> [Passage to read]

Former Child Star Fatigue. Many of us have suffered it, given the drug problems, the meltdowns, the awful nude photos.

But then there's Fred Savage, who starred in the ABC show The Wonder Years from 1988 through 1993. Now he's a successful, slightly offbeat 35-five-year-old television producer and director. He works on wicked, slightly warped comedies including Party Down, It's Always Sunny In Philadelphia and as of today, Best Friends Forever. His first network sitcom premieres tonight on NBC.

"It kind of feeds and inspires and excites me in a way I never got as an actor," Savage says of life behind the camera.

Sitting in a worn-out temporary office at a Studio City lot in Los Angeles, where he's working on a pilot with Martin Lawrence, Savage recalls breaking into producing and directing, first on children's television.

> [Information supplied]

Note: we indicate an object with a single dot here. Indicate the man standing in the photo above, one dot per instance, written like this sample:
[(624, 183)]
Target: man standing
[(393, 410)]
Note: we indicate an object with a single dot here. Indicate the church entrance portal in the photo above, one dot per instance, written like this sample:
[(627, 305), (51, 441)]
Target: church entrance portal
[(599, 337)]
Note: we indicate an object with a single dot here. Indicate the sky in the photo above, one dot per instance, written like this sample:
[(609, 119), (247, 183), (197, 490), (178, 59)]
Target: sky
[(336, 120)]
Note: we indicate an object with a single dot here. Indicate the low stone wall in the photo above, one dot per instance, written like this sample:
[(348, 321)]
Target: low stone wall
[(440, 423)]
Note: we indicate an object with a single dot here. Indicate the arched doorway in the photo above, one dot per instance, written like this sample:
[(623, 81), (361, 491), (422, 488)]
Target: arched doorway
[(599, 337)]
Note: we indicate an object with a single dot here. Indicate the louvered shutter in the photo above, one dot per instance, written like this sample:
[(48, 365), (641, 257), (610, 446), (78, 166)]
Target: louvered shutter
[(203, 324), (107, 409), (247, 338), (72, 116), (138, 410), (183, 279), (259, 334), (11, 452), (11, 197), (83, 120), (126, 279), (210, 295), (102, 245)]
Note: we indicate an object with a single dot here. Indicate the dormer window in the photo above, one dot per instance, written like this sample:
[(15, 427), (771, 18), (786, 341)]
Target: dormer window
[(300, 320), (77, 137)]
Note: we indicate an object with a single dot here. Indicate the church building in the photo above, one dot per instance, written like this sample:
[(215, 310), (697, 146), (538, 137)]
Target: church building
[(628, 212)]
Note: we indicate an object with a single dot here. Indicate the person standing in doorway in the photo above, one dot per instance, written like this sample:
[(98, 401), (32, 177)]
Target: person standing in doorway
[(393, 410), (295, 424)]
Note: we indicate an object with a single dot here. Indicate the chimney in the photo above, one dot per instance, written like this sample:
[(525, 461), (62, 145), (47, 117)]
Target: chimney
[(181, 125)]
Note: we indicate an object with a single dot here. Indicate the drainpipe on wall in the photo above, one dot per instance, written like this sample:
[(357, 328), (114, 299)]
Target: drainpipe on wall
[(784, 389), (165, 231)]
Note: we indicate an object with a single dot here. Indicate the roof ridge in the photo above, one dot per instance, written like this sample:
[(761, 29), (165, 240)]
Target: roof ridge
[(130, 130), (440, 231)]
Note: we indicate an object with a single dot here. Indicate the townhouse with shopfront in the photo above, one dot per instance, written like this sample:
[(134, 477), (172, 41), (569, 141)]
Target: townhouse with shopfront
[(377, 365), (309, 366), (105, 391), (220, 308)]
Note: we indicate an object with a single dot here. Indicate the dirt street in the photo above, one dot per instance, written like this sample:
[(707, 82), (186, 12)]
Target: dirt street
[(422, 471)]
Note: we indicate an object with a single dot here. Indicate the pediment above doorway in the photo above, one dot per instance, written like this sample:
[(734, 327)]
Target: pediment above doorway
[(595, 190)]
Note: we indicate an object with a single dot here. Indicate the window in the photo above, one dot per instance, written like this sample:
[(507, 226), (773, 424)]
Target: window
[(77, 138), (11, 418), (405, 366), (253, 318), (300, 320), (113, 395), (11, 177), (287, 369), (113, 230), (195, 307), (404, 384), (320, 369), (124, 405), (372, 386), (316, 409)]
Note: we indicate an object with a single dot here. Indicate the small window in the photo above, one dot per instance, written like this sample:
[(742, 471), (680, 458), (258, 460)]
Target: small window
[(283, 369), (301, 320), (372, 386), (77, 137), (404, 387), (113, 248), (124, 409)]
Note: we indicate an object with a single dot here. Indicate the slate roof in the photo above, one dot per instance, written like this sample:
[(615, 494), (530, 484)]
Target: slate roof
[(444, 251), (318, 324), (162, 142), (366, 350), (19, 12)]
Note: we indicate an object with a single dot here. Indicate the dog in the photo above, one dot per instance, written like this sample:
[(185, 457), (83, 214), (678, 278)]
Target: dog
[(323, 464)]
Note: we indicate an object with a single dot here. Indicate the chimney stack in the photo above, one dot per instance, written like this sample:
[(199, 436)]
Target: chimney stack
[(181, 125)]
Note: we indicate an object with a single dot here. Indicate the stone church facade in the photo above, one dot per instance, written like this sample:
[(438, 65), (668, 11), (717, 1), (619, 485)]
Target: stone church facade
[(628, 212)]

> [Task description] In the passage about Fred Savage, on which network does his first network sitcom premiere?

> [Response below] NBC